▶ Required task
Output every line of the material below as a JSON list of strings, one string per line, leaving out blank lines.

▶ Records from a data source
• • •

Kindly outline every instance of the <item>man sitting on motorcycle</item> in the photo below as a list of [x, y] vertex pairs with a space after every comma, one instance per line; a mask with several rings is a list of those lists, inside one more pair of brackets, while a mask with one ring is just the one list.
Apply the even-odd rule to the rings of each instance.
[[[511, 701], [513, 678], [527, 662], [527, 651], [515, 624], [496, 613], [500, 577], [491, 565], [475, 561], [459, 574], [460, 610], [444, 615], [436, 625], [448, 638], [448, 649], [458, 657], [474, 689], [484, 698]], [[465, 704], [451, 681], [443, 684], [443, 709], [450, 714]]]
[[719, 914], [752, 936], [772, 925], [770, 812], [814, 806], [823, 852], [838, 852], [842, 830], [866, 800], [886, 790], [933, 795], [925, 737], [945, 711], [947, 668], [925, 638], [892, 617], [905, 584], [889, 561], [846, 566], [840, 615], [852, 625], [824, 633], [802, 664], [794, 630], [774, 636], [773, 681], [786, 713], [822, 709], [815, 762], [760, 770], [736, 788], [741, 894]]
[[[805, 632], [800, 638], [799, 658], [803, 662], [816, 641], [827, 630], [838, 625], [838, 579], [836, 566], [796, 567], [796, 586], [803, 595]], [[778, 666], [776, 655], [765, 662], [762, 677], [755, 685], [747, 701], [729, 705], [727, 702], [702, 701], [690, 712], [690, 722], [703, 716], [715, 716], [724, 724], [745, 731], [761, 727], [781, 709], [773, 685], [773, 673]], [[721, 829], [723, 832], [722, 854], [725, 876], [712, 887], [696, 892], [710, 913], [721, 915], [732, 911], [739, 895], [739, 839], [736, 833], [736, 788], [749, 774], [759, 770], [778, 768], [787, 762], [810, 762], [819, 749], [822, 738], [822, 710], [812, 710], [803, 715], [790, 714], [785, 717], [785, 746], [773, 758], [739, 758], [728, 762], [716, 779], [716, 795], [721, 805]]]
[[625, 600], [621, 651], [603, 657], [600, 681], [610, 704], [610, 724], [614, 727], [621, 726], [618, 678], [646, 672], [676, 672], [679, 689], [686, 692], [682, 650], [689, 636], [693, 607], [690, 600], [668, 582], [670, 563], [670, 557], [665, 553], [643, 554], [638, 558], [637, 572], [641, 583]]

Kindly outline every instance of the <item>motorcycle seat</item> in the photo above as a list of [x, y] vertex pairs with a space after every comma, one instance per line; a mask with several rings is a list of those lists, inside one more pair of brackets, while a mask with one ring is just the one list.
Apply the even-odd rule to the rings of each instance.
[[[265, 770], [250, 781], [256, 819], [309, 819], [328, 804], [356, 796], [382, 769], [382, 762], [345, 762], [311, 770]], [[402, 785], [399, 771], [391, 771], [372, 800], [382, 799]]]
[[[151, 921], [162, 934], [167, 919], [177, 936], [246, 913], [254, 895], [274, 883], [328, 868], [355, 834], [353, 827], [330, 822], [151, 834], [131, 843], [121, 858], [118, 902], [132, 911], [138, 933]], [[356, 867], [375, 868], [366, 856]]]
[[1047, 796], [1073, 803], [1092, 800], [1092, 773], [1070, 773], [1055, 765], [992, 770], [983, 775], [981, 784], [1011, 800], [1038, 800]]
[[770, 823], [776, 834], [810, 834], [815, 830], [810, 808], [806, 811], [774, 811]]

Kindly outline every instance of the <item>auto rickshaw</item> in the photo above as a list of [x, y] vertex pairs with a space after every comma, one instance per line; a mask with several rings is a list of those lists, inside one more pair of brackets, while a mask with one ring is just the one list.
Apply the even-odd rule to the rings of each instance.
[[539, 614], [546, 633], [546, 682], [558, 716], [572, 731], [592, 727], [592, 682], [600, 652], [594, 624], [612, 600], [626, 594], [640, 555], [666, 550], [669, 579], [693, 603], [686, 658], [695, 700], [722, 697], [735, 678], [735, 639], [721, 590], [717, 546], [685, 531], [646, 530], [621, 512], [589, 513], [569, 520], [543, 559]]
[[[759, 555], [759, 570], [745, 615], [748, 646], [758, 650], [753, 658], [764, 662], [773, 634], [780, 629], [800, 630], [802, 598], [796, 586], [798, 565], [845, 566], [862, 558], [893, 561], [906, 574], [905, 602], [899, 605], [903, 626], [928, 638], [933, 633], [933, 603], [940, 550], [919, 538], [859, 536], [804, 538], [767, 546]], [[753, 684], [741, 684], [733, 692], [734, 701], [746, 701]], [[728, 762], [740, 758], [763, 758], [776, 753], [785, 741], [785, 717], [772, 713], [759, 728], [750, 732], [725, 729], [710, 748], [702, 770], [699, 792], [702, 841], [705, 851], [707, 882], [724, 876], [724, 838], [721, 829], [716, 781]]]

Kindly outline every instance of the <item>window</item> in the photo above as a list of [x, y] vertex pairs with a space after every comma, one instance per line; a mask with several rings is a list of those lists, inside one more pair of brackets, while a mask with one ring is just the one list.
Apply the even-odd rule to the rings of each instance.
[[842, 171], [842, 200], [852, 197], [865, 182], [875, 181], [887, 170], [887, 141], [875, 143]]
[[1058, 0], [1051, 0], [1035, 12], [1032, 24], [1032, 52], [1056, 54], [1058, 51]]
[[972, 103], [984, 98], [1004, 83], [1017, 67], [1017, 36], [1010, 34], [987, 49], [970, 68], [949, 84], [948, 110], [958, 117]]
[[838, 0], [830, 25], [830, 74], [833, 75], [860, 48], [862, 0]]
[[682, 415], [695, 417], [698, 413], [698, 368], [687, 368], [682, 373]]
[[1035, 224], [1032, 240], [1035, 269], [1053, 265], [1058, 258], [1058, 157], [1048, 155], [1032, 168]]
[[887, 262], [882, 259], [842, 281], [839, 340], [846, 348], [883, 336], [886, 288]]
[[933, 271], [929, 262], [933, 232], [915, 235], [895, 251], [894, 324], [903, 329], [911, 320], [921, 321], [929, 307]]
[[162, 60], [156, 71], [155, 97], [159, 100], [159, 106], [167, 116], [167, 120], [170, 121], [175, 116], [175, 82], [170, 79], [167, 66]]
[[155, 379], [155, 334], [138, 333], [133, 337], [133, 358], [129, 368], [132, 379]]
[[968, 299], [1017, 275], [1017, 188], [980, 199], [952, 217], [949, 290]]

• • •

▶ In response
[
  "Kindly outline every instance of the <item>man sitting on motorcycle</item> in the photo below as a list of [x, y] vertex pairs with a space after every comma, one instance per line; a mask with several rings is a list of those lists, inside one more pair of brackets, while a mask with one ring is just the one list.",
  "Apply the even-odd rule to the rings of each instance.",
  "[[[511, 701], [513, 678], [527, 662], [527, 651], [515, 624], [496, 613], [500, 577], [491, 565], [475, 561], [459, 574], [460, 610], [444, 615], [436, 625], [448, 638], [448, 649], [458, 657], [474, 689], [484, 698]], [[465, 704], [451, 681], [443, 684], [443, 709], [450, 714]]]",
  "[[719, 914], [752, 936], [772, 925], [770, 812], [814, 806], [823, 852], [838, 852], [842, 830], [866, 800], [886, 790], [933, 795], [925, 737], [945, 711], [947, 668], [925, 638], [892, 617], [905, 584], [889, 561], [846, 566], [840, 615], [852, 625], [824, 633], [802, 664], [794, 630], [774, 636], [773, 681], [786, 713], [822, 709], [815, 762], [760, 770], [736, 788], [741, 894]]",
  "[[[805, 632], [800, 638], [799, 658], [803, 662], [816, 641], [827, 630], [838, 625], [838, 579], [836, 566], [796, 567], [796, 586], [803, 595]], [[778, 666], [776, 655], [765, 662], [762, 677], [755, 685], [747, 701], [729, 705], [727, 702], [702, 701], [690, 712], [690, 722], [703, 716], [715, 716], [724, 724], [745, 731], [761, 727], [781, 709], [773, 685], [773, 673]], [[721, 829], [723, 832], [722, 854], [725, 876], [712, 887], [696, 892], [710, 913], [721, 915], [732, 911], [739, 895], [739, 839], [736, 833], [736, 788], [749, 774], [759, 770], [778, 768], [787, 762], [810, 762], [819, 749], [822, 738], [822, 710], [812, 710], [803, 715], [790, 714], [785, 717], [785, 746], [773, 758], [739, 758], [728, 762], [716, 779], [716, 795], [721, 805]]]",
  "[[625, 600], [621, 651], [603, 657], [600, 681], [610, 704], [610, 724], [614, 727], [621, 726], [618, 678], [646, 672], [676, 672], [679, 689], [686, 692], [682, 650], [689, 636], [693, 607], [690, 600], [668, 582], [670, 563], [670, 557], [665, 553], [643, 554], [638, 558], [637, 572], [641, 583]]",
  "Kindly outline every instance of the <item>motorcycle seat</item> in the photo above as a list of [x, y] vertex pairs with a space after every comma, one instance per line; a mask with several rings is a list of those lists, inside one more pair of brackets, while a mask with one ring is just the one list.",
  "Apply the even-odd rule to the rings of each instance.",
  "[[[265, 770], [250, 781], [256, 819], [309, 819], [328, 804], [356, 796], [382, 769], [382, 762], [345, 762], [311, 770]], [[402, 785], [399, 771], [391, 771], [372, 800], [382, 799]]]",
  "[[[151, 921], [162, 934], [167, 919], [177, 936], [246, 913], [254, 895], [274, 883], [328, 868], [355, 834], [353, 827], [330, 822], [151, 834], [131, 843], [121, 858], [118, 902], [132, 911], [138, 933]], [[356, 867], [375, 868], [366, 856]]]",
  "[[1047, 796], [1073, 803], [1092, 800], [1092, 773], [1070, 773], [1055, 765], [992, 770], [983, 775], [981, 784], [1011, 800], [1038, 800]]",
  "[[770, 823], [776, 834], [810, 834], [815, 830], [810, 808], [806, 811], [774, 811]]",
  "Kindly outline every instance of the <item>auto rickshaw</item> in the photo above as a list of [x, y] vertex pairs with a space after every comma, one instance per line; a mask with several rings is a list of those lists, inside one more pair of brackets, while a mask with one ring is just the one list.",
  "Apply the even-odd rule to the rings of each instance.",
  "[[539, 614], [546, 633], [546, 682], [558, 716], [572, 731], [592, 727], [592, 682], [600, 652], [594, 624], [612, 600], [626, 594], [640, 555], [666, 550], [669, 579], [693, 603], [686, 658], [695, 700], [722, 697], [735, 678], [735, 639], [721, 590], [717, 546], [685, 531], [646, 530], [621, 512], [589, 513], [569, 520], [543, 559]]",
  "[[[759, 555], [759, 570], [745, 615], [748, 646], [758, 650], [753, 658], [764, 662], [773, 634], [780, 629], [800, 630], [802, 598], [796, 586], [798, 565], [845, 566], [862, 558], [893, 561], [906, 574], [905, 602], [899, 605], [903, 626], [928, 638], [933, 633], [933, 603], [940, 550], [919, 538], [859, 536], [804, 538], [767, 546]], [[753, 684], [741, 684], [733, 692], [734, 701], [746, 701]], [[728, 762], [740, 758], [763, 758], [776, 753], [785, 741], [785, 717], [772, 713], [759, 728], [750, 732], [725, 729], [710, 748], [702, 770], [699, 792], [702, 841], [705, 851], [707, 882], [724, 876], [724, 838], [721, 829], [716, 781]]]",
  "Kindly outline every instance of the <item>window</item> in the photo above as a list of [x, y] vertex pairs with a space after every comma, one instance per line; a mask with several rings is a list of those lists, inside one more pair of brackets, while a mask with one ring is just the one list.",
  "Apply the even-odd rule to the rings of each instance.",
  "[[842, 171], [842, 200], [852, 197], [865, 182], [875, 181], [887, 170], [887, 141], [875, 143]]",
  "[[1058, 0], [1051, 0], [1035, 12], [1032, 24], [1032, 52], [1056, 54], [1058, 51]]",
  "[[972, 103], [984, 98], [1004, 83], [1017, 67], [1017, 36], [1010, 34], [987, 49], [970, 68], [949, 84], [948, 110], [958, 117]]",
  "[[838, 0], [830, 25], [830, 74], [833, 75], [860, 48], [862, 0]]",
  "[[682, 415], [695, 417], [698, 413], [698, 368], [687, 368], [682, 373]]",
  "[[1035, 224], [1032, 240], [1035, 269], [1053, 265], [1058, 258], [1058, 157], [1048, 155], [1032, 168]]",
  "[[887, 262], [882, 259], [842, 281], [839, 340], [846, 348], [883, 336], [886, 288]]",
  "[[933, 271], [929, 262], [933, 232], [915, 235], [895, 251], [894, 324], [903, 329], [911, 320], [921, 321], [929, 307]]",
  "[[162, 60], [156, 71], [155, 97], [159, 100], [159, 106], [167, 116], [167, 120], [170, 121], [175, 116], [175, 82], [170, 79], [167, 66]]",
  "[[155, 379], [155, 334], [138, 333], [133, 337], [133, 358], [129, 368], [132, 379]]",
  "[[968, 299], [1017, 275], [1017, 188], [980, 199], [952, 217], [949, 290]]"
]